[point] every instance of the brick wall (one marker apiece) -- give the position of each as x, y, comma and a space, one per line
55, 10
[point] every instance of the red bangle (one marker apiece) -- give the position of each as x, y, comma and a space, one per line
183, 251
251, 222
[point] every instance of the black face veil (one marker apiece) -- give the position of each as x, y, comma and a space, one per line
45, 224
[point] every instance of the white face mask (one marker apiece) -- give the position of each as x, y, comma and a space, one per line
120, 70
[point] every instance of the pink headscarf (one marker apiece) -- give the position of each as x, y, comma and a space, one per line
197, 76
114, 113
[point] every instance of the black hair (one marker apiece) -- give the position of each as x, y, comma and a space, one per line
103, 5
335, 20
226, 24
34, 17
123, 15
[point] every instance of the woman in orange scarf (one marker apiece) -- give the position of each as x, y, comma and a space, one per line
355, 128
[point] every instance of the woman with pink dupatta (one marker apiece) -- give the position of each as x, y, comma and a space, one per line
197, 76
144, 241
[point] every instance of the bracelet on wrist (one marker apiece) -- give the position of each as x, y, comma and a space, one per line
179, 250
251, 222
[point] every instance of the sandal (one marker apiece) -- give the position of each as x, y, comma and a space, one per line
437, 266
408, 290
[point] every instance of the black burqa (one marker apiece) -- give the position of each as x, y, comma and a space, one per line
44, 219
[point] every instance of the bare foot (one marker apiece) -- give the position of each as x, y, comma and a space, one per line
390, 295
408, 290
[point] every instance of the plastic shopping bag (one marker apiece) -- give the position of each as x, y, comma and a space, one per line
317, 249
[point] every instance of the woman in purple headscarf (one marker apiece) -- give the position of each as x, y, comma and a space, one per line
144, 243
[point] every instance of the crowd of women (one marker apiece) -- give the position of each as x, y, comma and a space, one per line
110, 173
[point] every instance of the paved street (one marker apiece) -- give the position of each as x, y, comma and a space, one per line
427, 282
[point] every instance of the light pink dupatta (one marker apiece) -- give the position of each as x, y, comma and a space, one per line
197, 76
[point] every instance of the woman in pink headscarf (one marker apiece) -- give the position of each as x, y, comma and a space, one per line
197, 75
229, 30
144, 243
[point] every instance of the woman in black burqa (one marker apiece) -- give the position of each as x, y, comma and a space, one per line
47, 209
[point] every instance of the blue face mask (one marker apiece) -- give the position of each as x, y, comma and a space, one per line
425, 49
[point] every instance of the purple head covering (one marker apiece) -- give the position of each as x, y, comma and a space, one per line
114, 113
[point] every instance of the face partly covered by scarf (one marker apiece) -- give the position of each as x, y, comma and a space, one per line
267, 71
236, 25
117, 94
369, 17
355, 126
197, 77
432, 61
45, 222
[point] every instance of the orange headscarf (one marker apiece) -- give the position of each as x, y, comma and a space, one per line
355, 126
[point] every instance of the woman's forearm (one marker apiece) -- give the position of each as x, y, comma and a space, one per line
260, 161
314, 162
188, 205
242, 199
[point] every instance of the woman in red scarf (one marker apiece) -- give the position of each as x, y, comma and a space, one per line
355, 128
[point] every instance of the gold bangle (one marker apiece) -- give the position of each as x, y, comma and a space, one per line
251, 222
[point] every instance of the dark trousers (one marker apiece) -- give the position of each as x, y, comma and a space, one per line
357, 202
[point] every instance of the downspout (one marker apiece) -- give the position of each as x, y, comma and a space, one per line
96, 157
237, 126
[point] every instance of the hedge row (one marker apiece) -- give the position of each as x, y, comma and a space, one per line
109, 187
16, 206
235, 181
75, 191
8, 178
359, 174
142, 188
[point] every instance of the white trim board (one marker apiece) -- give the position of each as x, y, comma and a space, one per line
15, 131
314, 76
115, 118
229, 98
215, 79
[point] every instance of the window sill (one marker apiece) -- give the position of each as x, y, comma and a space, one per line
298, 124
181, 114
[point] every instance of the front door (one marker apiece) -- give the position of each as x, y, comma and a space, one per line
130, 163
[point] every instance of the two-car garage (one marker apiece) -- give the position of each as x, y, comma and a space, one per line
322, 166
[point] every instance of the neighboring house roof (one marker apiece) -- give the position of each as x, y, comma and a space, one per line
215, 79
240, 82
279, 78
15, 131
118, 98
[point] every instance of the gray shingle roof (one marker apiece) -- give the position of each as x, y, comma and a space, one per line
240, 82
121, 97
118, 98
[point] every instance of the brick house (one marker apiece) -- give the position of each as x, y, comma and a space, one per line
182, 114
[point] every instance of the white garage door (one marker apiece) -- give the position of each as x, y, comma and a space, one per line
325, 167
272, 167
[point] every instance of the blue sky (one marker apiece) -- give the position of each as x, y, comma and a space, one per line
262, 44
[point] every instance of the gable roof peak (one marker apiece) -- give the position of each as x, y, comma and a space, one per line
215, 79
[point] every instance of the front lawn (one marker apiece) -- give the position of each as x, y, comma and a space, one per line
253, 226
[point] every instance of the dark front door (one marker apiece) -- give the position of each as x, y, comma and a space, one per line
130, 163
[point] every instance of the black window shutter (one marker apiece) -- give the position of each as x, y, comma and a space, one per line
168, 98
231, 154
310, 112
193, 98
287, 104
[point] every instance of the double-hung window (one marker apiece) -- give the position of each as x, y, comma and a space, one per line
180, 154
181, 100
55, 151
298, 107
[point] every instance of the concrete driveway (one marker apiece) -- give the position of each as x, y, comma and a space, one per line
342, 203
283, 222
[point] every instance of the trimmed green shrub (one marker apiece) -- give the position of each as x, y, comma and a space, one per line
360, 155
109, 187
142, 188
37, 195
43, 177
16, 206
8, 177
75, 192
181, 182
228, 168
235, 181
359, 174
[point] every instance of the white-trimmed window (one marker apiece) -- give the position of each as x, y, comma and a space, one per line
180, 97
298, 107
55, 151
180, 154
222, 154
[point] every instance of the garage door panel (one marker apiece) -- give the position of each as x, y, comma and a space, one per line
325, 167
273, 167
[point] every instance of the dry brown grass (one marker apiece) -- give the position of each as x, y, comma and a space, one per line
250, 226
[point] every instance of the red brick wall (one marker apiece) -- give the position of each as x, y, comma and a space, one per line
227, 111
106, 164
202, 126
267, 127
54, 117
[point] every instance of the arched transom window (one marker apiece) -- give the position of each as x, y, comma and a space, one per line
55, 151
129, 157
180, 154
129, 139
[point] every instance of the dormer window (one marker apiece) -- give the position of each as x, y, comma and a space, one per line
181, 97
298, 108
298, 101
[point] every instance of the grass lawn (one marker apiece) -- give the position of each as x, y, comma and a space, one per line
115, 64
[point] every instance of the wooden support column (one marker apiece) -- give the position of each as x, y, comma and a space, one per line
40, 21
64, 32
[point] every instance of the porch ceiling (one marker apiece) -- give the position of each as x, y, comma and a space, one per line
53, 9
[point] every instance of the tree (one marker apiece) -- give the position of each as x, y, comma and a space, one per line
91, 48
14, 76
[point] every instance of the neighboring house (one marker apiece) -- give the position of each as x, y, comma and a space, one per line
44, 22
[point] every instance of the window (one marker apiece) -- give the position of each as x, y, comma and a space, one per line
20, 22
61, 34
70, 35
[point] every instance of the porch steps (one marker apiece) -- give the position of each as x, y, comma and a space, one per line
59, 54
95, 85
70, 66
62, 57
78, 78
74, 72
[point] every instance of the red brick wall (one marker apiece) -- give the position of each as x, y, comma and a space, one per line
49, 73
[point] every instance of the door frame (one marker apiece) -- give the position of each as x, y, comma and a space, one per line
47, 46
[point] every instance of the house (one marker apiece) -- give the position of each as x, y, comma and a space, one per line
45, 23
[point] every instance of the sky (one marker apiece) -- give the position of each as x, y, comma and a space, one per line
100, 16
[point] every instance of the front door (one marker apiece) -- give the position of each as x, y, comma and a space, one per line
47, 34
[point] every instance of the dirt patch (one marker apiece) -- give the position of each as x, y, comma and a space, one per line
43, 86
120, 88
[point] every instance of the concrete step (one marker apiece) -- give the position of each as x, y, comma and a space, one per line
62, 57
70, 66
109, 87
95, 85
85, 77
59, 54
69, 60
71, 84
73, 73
════
In the listing above, find the line with "[point] every instance of the porch ceiling" and set down that line and all after it exactly, through the final line.

[point] every instance of the porch ceiling (one marker apiece) -- give the position of each as x, y, comma and a space, one per line
53, 9
[point] every instance of the tree (one marker apiece) -- give the position of each as x, y, comma and a space, one per line
91, 48
14, 76
[point] every instance of the neighboring house (one marker apiece) -- give the position of each as x, y, comma and a space, one per line
44, 22
[point] every instance of the window (one marker apiece) -- give the position of each as x, y, comma and a space, one per line
20, 22
61, 34
70, 35
[point] every instance of the porch steps (one marker apiece) -- give the position of each as x, y, comma and a space, one per line
59, 54
95, 85
70, 66
62, 57
78, 78
74, 72
[point] every instance of the red brick wall (one marker apiece) -- give the position of each as x, y, comma and a space, one per line
49, 73
[point] every instance of the door frame (one marker apiece) -- give the position of each as x, y, comma and a space, one per line
47, 46
[point] every instance of the house (one marker apiece) -- give the position of each as x, y, comma and a space, one per line
45, 23
[point] every instance of the sky (one marker apiece) -- give the position of each as x, y, comma and a space, one per line
100, 16
[point] every instance of the front door (one marker apiece) -- give the position of each as x, y, comma and a space, one per line
47, 34
[point] every instance of the dirt patch (one marker apiece) -- give the position of each as x, y, comma and a space, one per line
43, 86
120, 88
[point] every instance of the concrete step (one marker apiece) -- give the position of each as x, y, comma and a space, one per line
62, 57
70, 66
109, 87
95, 85
85, 77
59, 54
69, 60
71, 84
73, 73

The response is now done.